Work task: The whole listing, repeated exactly, is what this task asks for.

Extracted entries:

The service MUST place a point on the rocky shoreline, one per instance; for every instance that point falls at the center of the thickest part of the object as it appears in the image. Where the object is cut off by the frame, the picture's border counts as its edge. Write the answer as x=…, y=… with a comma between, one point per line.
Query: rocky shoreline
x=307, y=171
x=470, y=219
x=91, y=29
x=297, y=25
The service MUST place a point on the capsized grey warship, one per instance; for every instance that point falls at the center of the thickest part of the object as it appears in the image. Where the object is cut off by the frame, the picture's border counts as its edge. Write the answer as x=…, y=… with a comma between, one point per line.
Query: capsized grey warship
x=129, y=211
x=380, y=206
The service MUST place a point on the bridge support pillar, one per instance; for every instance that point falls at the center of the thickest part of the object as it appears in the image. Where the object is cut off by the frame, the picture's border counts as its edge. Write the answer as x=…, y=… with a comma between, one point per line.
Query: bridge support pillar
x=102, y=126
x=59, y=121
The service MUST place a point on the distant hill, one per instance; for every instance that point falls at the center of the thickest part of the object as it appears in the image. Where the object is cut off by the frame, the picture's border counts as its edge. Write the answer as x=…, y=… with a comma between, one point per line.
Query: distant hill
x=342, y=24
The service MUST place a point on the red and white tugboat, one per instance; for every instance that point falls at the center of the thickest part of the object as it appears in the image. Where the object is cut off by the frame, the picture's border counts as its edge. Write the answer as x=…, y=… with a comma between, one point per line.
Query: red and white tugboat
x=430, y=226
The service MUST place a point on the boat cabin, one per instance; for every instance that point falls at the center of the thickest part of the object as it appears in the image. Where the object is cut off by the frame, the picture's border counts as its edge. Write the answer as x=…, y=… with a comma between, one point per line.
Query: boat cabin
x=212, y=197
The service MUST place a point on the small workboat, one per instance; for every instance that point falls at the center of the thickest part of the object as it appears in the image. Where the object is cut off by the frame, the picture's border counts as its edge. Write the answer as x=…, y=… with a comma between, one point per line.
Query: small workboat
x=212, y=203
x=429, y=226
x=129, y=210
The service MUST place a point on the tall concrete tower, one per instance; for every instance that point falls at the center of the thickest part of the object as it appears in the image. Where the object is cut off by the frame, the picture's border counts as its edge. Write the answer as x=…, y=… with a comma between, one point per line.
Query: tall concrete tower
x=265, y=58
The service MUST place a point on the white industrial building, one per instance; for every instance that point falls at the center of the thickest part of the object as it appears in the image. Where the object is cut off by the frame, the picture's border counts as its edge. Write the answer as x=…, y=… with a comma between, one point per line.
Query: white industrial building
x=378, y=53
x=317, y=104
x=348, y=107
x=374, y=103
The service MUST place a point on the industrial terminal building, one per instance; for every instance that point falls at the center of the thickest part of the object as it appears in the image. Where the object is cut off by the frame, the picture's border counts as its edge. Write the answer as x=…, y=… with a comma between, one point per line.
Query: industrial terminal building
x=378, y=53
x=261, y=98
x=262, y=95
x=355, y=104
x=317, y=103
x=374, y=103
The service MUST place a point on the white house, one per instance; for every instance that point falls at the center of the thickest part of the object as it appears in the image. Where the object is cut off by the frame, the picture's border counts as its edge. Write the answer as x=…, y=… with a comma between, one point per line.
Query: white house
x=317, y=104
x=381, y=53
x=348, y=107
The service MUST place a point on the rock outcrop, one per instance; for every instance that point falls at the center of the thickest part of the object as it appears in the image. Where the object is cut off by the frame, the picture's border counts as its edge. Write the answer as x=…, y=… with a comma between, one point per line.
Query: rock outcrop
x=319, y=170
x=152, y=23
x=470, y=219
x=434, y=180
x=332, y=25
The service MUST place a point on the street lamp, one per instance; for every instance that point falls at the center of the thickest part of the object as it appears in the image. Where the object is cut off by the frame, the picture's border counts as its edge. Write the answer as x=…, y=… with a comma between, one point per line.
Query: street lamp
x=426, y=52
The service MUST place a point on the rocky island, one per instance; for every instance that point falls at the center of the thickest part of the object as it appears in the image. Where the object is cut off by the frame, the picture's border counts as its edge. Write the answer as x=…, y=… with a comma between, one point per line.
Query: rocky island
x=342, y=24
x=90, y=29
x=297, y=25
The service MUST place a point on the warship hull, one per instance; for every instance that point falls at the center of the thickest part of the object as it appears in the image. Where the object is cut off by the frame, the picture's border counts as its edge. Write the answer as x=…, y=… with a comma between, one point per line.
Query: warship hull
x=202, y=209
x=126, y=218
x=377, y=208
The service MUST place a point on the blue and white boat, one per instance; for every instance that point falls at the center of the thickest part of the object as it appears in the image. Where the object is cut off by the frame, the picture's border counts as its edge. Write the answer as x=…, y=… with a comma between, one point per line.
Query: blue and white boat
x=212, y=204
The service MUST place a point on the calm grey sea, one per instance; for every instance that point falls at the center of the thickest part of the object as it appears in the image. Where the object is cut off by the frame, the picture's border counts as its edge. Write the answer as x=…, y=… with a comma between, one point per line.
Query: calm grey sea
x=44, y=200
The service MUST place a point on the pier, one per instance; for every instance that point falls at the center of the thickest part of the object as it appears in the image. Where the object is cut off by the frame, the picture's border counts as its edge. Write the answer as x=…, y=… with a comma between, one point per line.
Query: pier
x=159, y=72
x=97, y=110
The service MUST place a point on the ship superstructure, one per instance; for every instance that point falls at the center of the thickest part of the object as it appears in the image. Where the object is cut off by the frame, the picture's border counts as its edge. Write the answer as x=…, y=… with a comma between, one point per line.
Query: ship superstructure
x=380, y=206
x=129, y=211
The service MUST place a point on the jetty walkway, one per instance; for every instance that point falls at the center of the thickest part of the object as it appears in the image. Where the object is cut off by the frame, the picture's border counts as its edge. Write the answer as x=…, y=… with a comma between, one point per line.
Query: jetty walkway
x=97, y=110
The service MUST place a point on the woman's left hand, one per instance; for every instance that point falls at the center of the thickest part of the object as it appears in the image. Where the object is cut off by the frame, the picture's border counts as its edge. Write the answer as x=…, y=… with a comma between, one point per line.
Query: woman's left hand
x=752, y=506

Task solution:
The service MUST place a point on the rocky shoreline, one per instance; for every instance that point falls at the center of the thickest part of the object as it appears in the image. Where the object is cut off by the frame, the picture's border counts as its edge. Write the answer as x=…, y=… with a comma between, one point per line.
Query: rocky shoreline
x=307, y=171
x=470, y=219
x=91, y=29
x=297, y=25
The service MUST place a point on the capsized grey warship, one per instance; for every instance that point falls at the center of the thickest part of the object as it appears in the image. Where the object is cut off by the frame, the picture's border counts as its edge. Write the answer as x=…, y=… with a comma between, one point per line.
Query: capsized grey warship
x=129, y=211
x=380, y=206
The service MUST place a point on the bridge support pillar, one per instance; for every instance that point falls at the center of the thickest part of the object as it appears in the image. Where the object is cut off by the frame, the picture's border counts as its edge. Write the answer as x=…, y=… with a comma between, one point per line.
Query: bridge support pillar
x=102, y=126
x=59, y=121
The service MUST place a point on the distant hill, one per instance; for every instance that point falls at the center of the thickest part of the object as it appears in the image. Where the object is cut off by the frame, the picture's border counts as its edge. Write the answer as x=…, y=… with a comma between, one point per line.
Query: distant hill
x=342, y=24
The service MUST place a point on the red and white tugboat, one per instance; for every instance that point falls at the center of the thickest part of the object as it appears in the image. Where the object is cut off by the frame, the picture's border counts as its edge. Write the answer as x=…, y=… with a comma between, one point per line.
Query: red and white tugboat
x=430, y=226
The service MUST place a point on the boat cabin, one per instance; for every instance that point falls at the center of the thickest part of the object as it appears in the image. Where the object is cut off by the frame, the picture's border counts as its edge. Write the answer as x=…, y=… with a comma between, one point per line.
Query: boat cabin
x=212, y=197
The service MUST place a point on the small workboat, one per instance; for every instance that point falls at the center of the thickest part of the object as it appears in the image. Where the object is cut off by the frame, the picture's border counts as its edge. Write the answer as x=…, y=… with a comma between, one point per line.
Query: small workboat
x=212, y=203
x=429, y=226
x=129, y=210
The service MUST place a point on the tall concrete tower, one per instance; for every instance that point falls at the center of the thickest part of the object as it appears in the image. Where the object is cut off by the frame, the picture's border counts as its edge. Write the answer as x=…, y=… with a comma between, one point per line.
Query: tall concrete tower
x=265, y=58
The service MUST place a point on the white industrial building, one per instance; for every instance that point falls at the center of the thickest part of the object as it appears in the image. Where the object is cut off by the frame, the picture's border counts as its edge. Write the answer as x=…, y=… with a comma between, one point per line.
Query: white industrial building
x=378, y=53
x=317, y=104
x=348, y=107
x=374, y=103
The service MUST place a point on the industrial terminal building, one per instance; for every instance that point falls at the center of the thickest part of the object as it appears in the image. Where the object is cut off by the frame, the picture's border counts as its edge. Write the answer as x=…, y=… with a comma between, one point per line.
Query: industrial terminal building
x=378, y=53
x=261, y=98
x=262, y=95
x=355, y=104
x=317, y=103
x=374, y=103
The service MUST place a point on the white house, one per instance; for every instance that point falls at the center of the thickest part of the object as it appears in the image. Where the object is cut off by the frame, the picture's border counts as its edge. Write the answer as x=…, y=… with a comma between, one point per line.
Query: white house
x=317, y=104
x=381, y=53
x=348, y=107
The service MUST place a point on the rock outcrop, one per instance; for every instance that point falls at the center of the thickest part of the object as it appears in the image. Where the object is cut off by the frame, the picture's border counts as its edge. Write the answer as x=…, y=… with a comma between, one point per line.
Query: rock outcrop
x=319, y=170
x=152, y=23
x=470, y=219
x=434, y=180
x=332, y=25
The service MUST place a point on the street lamp, one per instance; for every instance that point falls at the center of the thickest part of the object as it appears in the image. Where the object is cut off by the frame, the picture's border counts as its edge. Write the answer as x=…, y=… with a comma between, one point per line.
Query: street lamp
x=426, y=52
The service MUST place a point on the rocky island, one per instance; for every instance that point falls at the center of the thickest part of the object as it appears in the image. Where the object is cut off by the frame, the picture's border counts as its edge. Write the answer as x=…, y=… with a comma between, one point per line.
Query: rocky island
x=342, y=24
x=90, y=29
x=297, y=25
The service MUST place a point on the warship hull, one per instance; for every instance that point falls at the center of the thickest part of the object as it appears in the image. Where the object is cut off by the frame, the picture's border counts as its edge. Write the answer as x=…, y=… with a comma between, one point per line.
Query: warship hull
x=202, y=209
x=126, y=218
x=377, y=208
The service MUST place a point on the blue and white boat, one per instance; for every instance that point falls at the center of the thickest part of the object as it appears in the image. Where the object is cut off by the frame, the picture's border counts as its edge. Write the answer as x=…, y=… with a comma between, one point per line.
Query: blue and white boat
x=212, y=204
The service MUST place a point on the calm grey sea, one per instance; for every instance that point falls at the center of the thickest part of the object as it appears in the image. Where the object is cut off by the frame, the picture's border counts as its edge. Write the answer as x=…, y=… with a comma between, one point per line.
Query: calm grey sea
x=44, y=200
The service MUST place a point on the pier, one per instance; for every instance that point falls at the center of the thickest part of the object as it appears in the image. Where the object is cut off by the frame, the picture's border counts as its edge. Write the answer as x=…, y=… with a comma between, one point per line.
Query: pier
x=159, y=72
x=97, y=110
The service MUST place a point on the ship superstructure, one per instance; for every instance that point falls at the center of the thickest part of the object as it appears in the image. Where the object is cut off by the frame, the picture's border counts as its edge. Write the answer as x=…, y=… with a comma between, one point per line.
Query: ship superstructure
x=380, y=206
x=129, y=211
The service MUST place a point on the jetty walkway, one per instance; for every instance that point falls at the center of the thickest part of the object as it appears in the image. Where the object is cut off by the frame, the picture's border counts as its edge. Write the answer as x=…, y=… with a comma between, one point per line.
Query: jetty walkway
x=97, y=110
The service MUST place a point on the woman's left hand, one per instance; for every instance that point falls at the center of the thickest part of the object as it appears in the image. Where the object is cut off by the frame, the picture's border counts as its edge. Write the answer as x=…, y=… with a comma between, one point per line.
Query: woman's left hand
x=752, y=506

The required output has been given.